### EXERCÍCIO BREVE 1
Transcreva do texto sobre o chão de Lisboa tudo o que vai de "A urbanização de" até "Castelo de S.".

### TEXTO DE LEITURA
%%

Se perguntarmos aos nossos governantes, juristas,
economistas, quadros técnicos e científicos, agentes de cultura, opinion
makers e outros intelectuais se conhecem a natureza e a história do
terreno onde nasceu e cresceu a sua cidade, a esmagadora maioria, à
semelhança do cidadão comum, vai dizer-nos que não sabe. E não sabe
porque, desde sempre, o nosso sistema de ensino não dispensou à geologia
a atenção que esta disciplina justifica e merece, situação que tenho
denunciado. Os cidadãos, que tiveram formação académica e profissional
nos domínios da Geologia, são excepção ao grosso da população que
desconhece o chão que pisa e no qual assentam as fundações do prédio
onde vive.
A urbanização de Lisboa, como em muitas outras cidades, cobriu e ocultou
quase toda a área em que se expandiu e os poucos testemunhos das rochas
que formam o substrato da cidade, e que o acaso permitiu que
sobrevivessem ao camartelo, ao betão e ao asfalto, muito pouco ou nada
dizem a quem todos os dias passa por eles.
Relativamente à história da cidade, são muitos os que conhecem a lenda
do desafortunado Martim Moniz, entalado nas portas do Castelo de S.

%%

### EXERCÍCIO BREVE 2
Reproduza palavra por palavra, nos registos abaixo, tudo o que vai da linha que contém "of the eyeglasses" até à linha que contém "point(164, 16)", ambas incluídas.

(Listagem de dados)
%%

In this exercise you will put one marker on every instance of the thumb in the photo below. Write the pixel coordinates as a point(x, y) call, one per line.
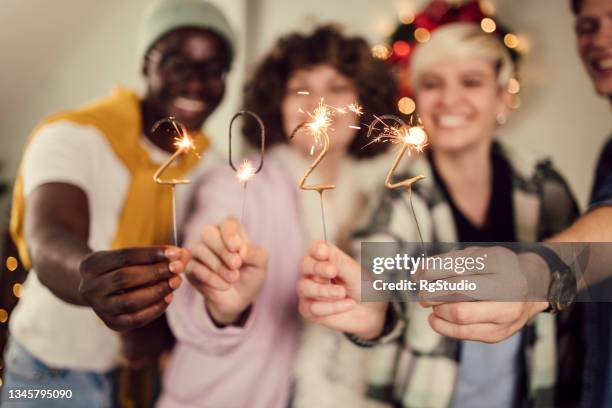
point(348, 269)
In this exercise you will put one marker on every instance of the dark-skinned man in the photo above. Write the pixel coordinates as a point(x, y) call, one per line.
point(92, 225)
point(545, 270)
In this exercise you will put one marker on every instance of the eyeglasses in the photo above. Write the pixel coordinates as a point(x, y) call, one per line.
point(180, 68)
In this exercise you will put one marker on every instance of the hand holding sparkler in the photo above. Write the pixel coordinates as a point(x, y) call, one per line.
point(246, 171)
point(329, 292)
point(228, 271)
point(183, 144)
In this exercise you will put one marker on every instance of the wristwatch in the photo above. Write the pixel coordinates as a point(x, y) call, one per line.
point(562, 288)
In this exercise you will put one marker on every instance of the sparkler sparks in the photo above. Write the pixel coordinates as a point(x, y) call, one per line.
point(245, 172)
point(411, 136)
point(183, 145)
point(318, 127)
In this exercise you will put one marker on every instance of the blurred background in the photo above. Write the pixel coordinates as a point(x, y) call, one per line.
point(62, 53)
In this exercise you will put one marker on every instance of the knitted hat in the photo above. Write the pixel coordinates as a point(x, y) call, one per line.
point(164, 16)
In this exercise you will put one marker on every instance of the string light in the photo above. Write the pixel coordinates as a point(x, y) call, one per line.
point(405, 14)
point(11, 263)
point(406, 105)
point(381, 51)
point(514, 86)
point(422, 35)
point(515, 102)
point(17, 289)
point(488, 25)
point(401, 48)
point(511, 40)
point(487, 7)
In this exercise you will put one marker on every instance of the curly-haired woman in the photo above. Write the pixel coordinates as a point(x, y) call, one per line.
point(237, 322)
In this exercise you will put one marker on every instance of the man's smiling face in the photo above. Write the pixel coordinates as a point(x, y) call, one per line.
point(185, 72)
point(594, 37)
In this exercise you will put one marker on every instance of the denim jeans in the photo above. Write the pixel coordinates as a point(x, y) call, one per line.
point(23, 371)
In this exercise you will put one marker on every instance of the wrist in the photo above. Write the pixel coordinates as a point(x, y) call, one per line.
point(375, 328)
point(538, 276)
point(223, 318)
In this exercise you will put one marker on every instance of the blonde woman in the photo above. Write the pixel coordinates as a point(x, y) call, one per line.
point(475, 190)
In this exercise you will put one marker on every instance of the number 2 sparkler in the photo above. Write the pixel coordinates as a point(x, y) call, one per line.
point(183, 144)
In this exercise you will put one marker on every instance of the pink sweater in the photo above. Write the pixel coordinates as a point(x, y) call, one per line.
point(249, 366)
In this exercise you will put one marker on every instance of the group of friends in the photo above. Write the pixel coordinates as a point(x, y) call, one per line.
point(256, 311)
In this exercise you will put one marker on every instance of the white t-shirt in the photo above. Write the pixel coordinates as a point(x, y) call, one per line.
point(60, 334)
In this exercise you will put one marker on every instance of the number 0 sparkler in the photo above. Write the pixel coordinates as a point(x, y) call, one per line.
point(246, 171)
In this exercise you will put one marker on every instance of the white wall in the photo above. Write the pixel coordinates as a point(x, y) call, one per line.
point(56, 54)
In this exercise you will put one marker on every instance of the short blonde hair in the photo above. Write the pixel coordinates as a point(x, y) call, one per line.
point(462, 40)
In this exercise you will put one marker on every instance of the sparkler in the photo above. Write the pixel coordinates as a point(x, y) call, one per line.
point(412, 137)
point(318, 127)
point(246, 171)
point(183, 145)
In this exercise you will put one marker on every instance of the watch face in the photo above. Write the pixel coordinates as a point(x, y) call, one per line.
point(563, 288)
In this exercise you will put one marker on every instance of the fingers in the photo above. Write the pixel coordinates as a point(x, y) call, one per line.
point(139, 299)
point(321, 309)
point(211, 237)
point(256, 256)
point(485, 332)
point(233, 234)
point(134, 276)
point(319, 250)
point(309, 289)
point(463, 313)
point(206, 257)
point(105, 261)
point(140, 318)
point(202, 277)
point(314, 268)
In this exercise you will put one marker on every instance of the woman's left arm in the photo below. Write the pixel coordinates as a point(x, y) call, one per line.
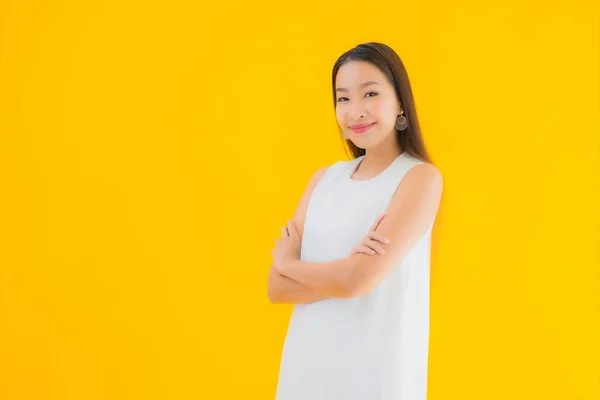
point(412, 210)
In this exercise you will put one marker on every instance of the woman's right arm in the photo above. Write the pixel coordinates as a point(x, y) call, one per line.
point(284, 290)
point(281, 288)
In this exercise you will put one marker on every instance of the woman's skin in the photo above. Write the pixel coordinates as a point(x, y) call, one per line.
point(363, 96)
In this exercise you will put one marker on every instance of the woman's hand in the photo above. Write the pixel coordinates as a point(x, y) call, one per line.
point(288, 247)
point(372, 242)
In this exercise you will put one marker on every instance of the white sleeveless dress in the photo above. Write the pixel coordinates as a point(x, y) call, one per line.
point(371, 347)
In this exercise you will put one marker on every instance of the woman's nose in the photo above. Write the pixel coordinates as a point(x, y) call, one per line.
point(357, 111)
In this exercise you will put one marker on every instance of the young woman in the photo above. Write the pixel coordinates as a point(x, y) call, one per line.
point(355, 258)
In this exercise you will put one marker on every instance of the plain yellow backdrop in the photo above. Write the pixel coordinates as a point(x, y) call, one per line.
point(151, 151)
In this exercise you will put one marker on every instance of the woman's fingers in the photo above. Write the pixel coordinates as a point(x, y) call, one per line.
point(377, 222)
point(378, 236)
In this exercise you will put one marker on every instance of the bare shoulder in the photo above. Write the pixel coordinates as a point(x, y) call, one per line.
point(423, 176)
point(300, 213)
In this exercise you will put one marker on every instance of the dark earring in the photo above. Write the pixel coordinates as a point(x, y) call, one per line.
point(401, 121)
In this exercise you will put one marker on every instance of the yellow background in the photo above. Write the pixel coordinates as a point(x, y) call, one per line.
point(151, 151)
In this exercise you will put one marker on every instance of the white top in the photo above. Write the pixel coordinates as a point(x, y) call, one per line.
point(369, 347)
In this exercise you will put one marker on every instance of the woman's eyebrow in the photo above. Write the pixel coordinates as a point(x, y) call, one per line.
point(361, 85)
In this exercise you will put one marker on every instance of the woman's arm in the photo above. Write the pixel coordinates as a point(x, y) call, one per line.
point(410, 213)
point(284, 290)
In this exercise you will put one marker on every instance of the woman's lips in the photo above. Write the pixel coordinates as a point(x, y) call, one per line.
point(361, 128)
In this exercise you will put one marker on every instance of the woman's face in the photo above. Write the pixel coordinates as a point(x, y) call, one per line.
point(366, 104)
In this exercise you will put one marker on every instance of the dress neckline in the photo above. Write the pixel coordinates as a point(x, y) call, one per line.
point(358, 161)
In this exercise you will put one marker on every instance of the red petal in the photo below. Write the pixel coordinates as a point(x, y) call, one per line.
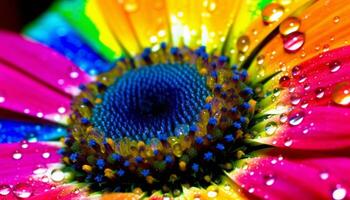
point(277, 177)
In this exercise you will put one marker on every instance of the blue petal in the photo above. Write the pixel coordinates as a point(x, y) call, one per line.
point(52, 30)
point(15, 131)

%%

### RESPOSTA ESPERADA 1
A urbanização de Lisboa, como em muitas outras cidades, cobriu e ocultou
quase toda a área em que se expandiu e os poucos testemunhos das rochas
que formam o substrato da cidade, e que o acaso permitiu que
sobrevivessem ao camartelo, ao betão e ao asfalto, muito pouco ou nada
dizem a quem todos os dias passa por eles.
Relativamente à história da cidade, são muitos os que conhecem a lenda
do desafortunado Martim Moniz, entalado nas portas do Castelo de S.

### RESPOSTA ESPERADA 2
In this exercise you will put one marker on every instance of the eyeglasses in the photo above. Write the pixel coordinates as a point(x, y) call, one per line.
point(180, 68)
In this exercise you will put one marker on every instance of the hand holding sparkler in the photo above. Write the pixel coordinates as a point(x, y) call, one per line.
point(246, 171)
point(329, 292)
point(228, 271)
point(183, 144)
In this exercise you will put one marker on every instance of the wristwatch in the photo above. Write the pixel coordinates as a point(x, y) call, one per line.
point(562, 288)
In this exercise you will put one marker on every instance of the sparkler sparks in the photo above. Write the pixel coordinates as a point(x, y) call, one per line.
point(245, 172)
point(411, 136)
point(183, 145)
point(318, 127)
In this exercise you will put one marker on every instance of the blurred background in the photo above. Write the pixel coordinates as a point(x, y) call, one per line.
point(62, 53)
In this exercise you will put one marker on every instance of the knitted hat in the photo above. Write the pixel coordinates as a point(x, y) call, one per line.
point(164, 16)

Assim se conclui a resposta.